Pick out every line in the rows below that contains the string "Target". Case matters.

_ _ _

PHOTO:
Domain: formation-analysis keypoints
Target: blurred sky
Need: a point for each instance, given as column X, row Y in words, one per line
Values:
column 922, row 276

_ _ _

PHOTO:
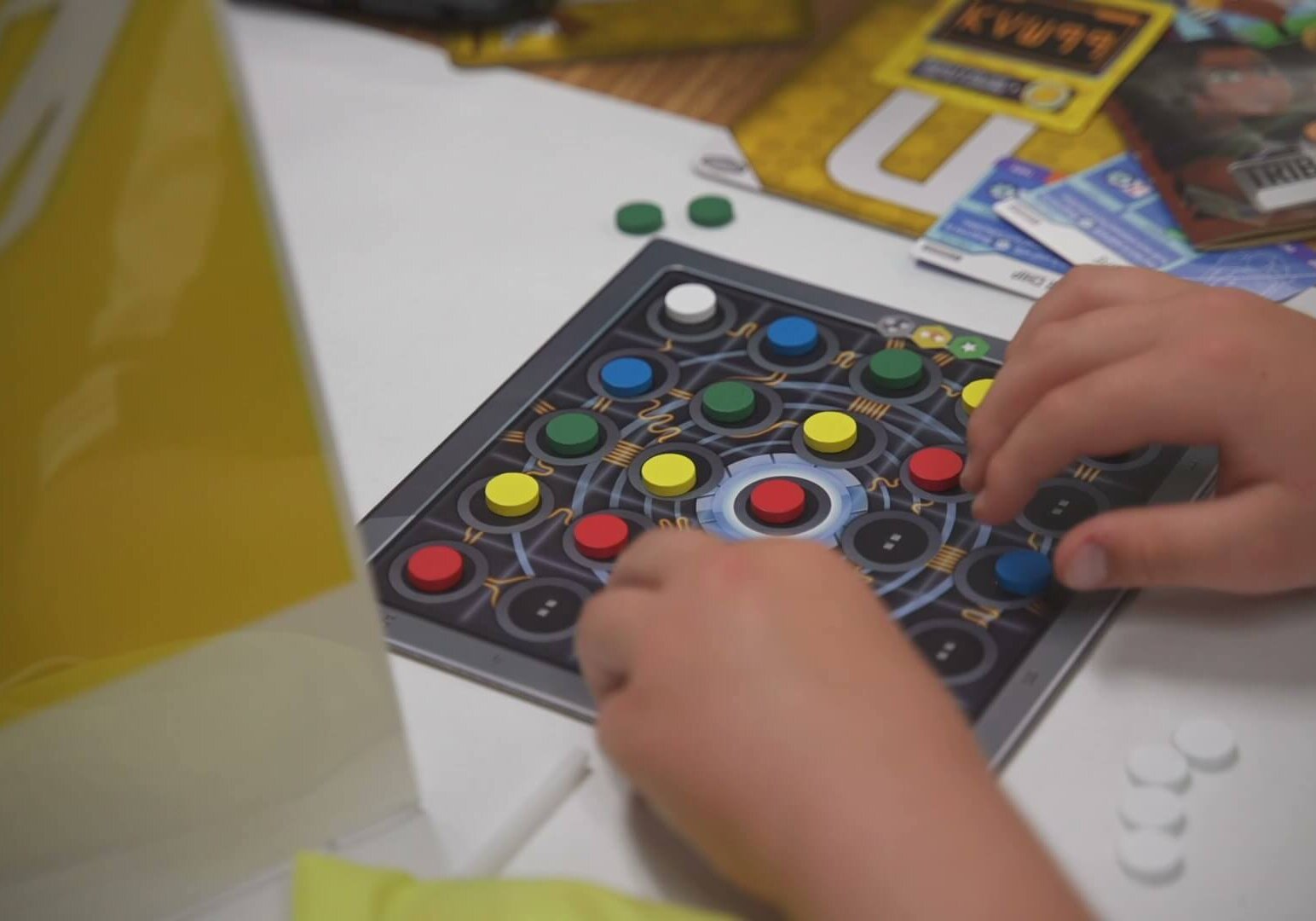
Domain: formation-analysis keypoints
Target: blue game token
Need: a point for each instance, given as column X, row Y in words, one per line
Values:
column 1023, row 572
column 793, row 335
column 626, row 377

_ _ _

Written solution:
Target: blurred sky
Target: blue game token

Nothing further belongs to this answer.